--- DIRECTIONS ---
Look through the data below for the line with "box: [320, 411, 649, 776]" and the line with "rough mask: <svg", then output those two and all lines in between, exactly as written.

--- DATA FOR THIS EXERCISE ---
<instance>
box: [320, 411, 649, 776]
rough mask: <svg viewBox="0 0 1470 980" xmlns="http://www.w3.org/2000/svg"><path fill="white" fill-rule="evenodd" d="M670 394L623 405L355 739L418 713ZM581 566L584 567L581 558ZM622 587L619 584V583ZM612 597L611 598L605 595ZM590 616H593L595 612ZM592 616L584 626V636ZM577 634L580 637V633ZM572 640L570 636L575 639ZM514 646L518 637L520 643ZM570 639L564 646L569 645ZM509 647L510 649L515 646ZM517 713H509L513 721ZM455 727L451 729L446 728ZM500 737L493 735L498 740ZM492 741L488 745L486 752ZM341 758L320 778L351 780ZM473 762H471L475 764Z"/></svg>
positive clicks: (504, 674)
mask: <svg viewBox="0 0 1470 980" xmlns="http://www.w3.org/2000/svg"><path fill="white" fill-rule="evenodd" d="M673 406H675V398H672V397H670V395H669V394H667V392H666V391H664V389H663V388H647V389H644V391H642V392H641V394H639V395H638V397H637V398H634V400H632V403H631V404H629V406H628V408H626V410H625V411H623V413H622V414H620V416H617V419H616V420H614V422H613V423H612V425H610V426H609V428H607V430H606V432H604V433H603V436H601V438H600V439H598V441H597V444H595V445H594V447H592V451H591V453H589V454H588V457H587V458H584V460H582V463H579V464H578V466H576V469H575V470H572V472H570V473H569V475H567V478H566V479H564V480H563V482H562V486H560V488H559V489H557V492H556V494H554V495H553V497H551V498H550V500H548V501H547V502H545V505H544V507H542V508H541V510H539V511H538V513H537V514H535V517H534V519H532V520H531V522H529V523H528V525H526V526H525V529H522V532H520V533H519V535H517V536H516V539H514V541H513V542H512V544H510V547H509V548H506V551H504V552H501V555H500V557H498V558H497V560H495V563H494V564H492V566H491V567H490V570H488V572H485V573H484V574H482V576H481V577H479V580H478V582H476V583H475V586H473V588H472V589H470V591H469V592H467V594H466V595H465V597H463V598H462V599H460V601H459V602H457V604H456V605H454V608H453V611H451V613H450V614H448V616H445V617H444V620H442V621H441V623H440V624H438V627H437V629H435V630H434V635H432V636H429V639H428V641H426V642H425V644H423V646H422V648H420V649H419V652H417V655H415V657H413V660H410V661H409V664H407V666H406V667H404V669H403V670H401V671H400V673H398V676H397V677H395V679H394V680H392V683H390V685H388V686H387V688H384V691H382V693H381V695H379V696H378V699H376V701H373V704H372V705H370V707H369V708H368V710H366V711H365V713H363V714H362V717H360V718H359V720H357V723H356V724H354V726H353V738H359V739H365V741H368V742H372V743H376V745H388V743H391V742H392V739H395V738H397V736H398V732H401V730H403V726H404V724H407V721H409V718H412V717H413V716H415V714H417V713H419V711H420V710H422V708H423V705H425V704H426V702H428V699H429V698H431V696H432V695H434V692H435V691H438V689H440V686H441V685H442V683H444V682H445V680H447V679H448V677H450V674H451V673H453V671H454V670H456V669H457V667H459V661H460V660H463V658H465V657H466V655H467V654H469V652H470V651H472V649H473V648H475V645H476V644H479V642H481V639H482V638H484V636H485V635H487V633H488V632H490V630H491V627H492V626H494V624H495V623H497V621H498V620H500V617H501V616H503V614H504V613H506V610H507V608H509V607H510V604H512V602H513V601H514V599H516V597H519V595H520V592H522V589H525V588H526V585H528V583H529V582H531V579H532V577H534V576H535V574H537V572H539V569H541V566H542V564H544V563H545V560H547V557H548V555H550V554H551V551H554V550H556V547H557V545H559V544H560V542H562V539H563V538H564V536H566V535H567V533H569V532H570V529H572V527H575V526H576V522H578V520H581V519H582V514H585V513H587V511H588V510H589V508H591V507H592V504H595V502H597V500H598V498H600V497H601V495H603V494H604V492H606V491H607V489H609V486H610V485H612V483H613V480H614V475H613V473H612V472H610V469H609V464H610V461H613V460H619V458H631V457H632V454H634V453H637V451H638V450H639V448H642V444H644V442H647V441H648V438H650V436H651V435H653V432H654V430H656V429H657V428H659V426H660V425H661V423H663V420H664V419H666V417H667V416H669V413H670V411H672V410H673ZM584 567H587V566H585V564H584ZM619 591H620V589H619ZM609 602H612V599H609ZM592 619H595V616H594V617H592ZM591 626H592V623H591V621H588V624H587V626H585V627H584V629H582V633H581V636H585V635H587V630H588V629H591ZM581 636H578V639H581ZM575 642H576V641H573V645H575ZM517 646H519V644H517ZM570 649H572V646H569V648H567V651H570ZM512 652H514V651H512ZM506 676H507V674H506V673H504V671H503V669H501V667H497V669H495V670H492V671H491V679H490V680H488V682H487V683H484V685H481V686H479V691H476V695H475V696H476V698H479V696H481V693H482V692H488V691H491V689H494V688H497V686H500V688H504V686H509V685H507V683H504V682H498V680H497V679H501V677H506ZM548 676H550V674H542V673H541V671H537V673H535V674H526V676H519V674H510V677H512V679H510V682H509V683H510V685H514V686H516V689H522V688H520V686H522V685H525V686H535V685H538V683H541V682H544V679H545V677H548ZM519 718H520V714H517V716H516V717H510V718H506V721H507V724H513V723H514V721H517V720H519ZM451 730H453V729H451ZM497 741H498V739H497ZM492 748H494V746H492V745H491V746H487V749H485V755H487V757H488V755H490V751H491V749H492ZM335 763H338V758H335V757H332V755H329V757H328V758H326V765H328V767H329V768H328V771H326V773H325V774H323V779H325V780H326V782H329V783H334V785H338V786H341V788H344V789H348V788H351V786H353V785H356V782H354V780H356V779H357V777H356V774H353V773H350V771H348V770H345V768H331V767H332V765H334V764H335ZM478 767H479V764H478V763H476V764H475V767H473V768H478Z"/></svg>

--- SOLUTION FOR THIS EXERCISE ---
box: [320, 411, 649, 776]
rough mask: <svg viewBox="0 0 1470 980" xmlns="http://www.w3.org/2000/svg"><path fill="white" fill-rule="evenodd" d="M670 394L623 405L355 739L418 713ZM581 566L584 567L581 558ZM622 587L619 584V583ZM612 597L611 598L605 595ZM590 616H593L595 612ZM592 616L584 626V636ZM577 634L580 637V633ZM572 640L570 636L575 639ZM514 646L518 637L520 643ZM570 639L564 646L569 645ZM509 647L510 649L515 646ZM517 713H509L513 721ZM455 727L451 729L446 728ZM500 737L493 735L498 740ZM492 741L488 745L486 752ZM341 758L320 778L351 780ZM473 762H471L475 764Z"/></svg>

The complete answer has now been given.